* [Aim]:
Extract the complete listing and repeat it word for word.

* [Named-object pointing records]:

== == ==

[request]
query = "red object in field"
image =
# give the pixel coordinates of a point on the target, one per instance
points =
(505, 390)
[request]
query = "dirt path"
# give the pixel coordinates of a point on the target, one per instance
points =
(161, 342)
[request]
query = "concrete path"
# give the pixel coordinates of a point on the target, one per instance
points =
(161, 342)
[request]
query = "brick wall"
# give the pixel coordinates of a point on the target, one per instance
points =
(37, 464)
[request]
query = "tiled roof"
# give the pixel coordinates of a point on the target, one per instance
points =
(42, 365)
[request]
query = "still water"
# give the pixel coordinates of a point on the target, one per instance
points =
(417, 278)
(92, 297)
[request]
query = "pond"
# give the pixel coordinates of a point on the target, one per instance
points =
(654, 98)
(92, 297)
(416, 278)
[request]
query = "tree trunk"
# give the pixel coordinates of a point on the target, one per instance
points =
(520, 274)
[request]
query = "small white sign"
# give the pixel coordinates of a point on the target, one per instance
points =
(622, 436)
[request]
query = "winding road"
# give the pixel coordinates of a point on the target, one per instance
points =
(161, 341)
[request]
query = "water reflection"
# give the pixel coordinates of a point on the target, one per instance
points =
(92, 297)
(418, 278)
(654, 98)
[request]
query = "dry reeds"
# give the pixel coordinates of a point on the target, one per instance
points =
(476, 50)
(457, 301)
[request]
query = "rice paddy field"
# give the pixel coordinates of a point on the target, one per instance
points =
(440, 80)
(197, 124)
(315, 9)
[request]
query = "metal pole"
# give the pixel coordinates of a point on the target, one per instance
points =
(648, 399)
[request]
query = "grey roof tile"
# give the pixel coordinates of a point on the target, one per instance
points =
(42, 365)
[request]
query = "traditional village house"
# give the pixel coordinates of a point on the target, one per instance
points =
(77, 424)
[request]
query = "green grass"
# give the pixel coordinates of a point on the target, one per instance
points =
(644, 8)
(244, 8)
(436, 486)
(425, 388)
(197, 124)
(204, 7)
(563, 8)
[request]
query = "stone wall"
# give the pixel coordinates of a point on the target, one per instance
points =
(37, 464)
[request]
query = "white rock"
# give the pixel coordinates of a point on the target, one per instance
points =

== == ==

* [Answer in full]:
[request]
query = "red object in field"
image =
# give the pixel coordinates of a point on the target, one per instance
points =
(505, 390)
[request]
query = "dirt path"
# give the pixel coordinates of a point on the target, one per instance
points =
(161, 342)
[request]
query = "concrete path"
# give the pixel coordinates of a point on the target, one per instance
points =
(161, 342)
[request]
query = "brick wall"
# give the pixel coordinates of a point on the target, one per instance
points =
(37, 464)
[request]
query = "tiled roof"
# give the pixel coordinates of a point on the target, one per instance
points =
(42, 365)
[request]
query = "still water"
# give the pixel coordinates of a point on the target, one per instance
points =
(417, 278)
(92, 297)
[request]
query = "pond"
# give the pixel coordinates of a point on the target, one per instance
points =
(654, 98)
(92, 297)
(416, 278)
[request]
query = "tree trunk"
# give the pixel coordinates of a point on the target, one per instance
points =
(520, 274)
[request]
query = "small white sign"
# give the pixel coordinates of a point on the target, one per instance
points =
(622, 436)
[request]
query = "winding road"
# give the pixel coordinates of a point on the target, one per instance
points =
(161, 341)
[request]
query = "water reflection"
# give the pixel coordinates of a point on the target, one per instance
points =
(92, 297)
(418, 278)
(654, 98)
[request]
query = "dry reeds"
# give the pixel coordinates of a point on the target, one per instance
points =
(476, 50)
(457, 301)
[request]
query = "rice paddy field"
# give the pixel coordinates of a point on the target, one per instance
points =
(440, 80)
(197, 124)
(315, 9)
[request]
query = "metal pole"
# give the pixel coordinates of a point on the target, one per instance
points =
(648, 399)
[request]
query = "grey roof tile"
# give the pixel coordinates of a point on the target, one per instance
points =
(42, 365)
[request]
query = "traditional village house"
# give the pixel coordinates of a point on the target, one per instance
points =
(77, 424)
[request]
query = "green grass"
# give the pixel coordinates of a point on the target, one per instance
points =
(644, 8)
(244, 8)
(436, 486)
(425, 388)
(197, 124)
(204, 7)
(563, 8)
[request]
query = "stone wall"
# give the pixel coordinates of a point on the target, one per instance
points =
(37, 464)
[request]
query = "white rock"
# give the pixel coordinates of a point on the target, one per instance
points =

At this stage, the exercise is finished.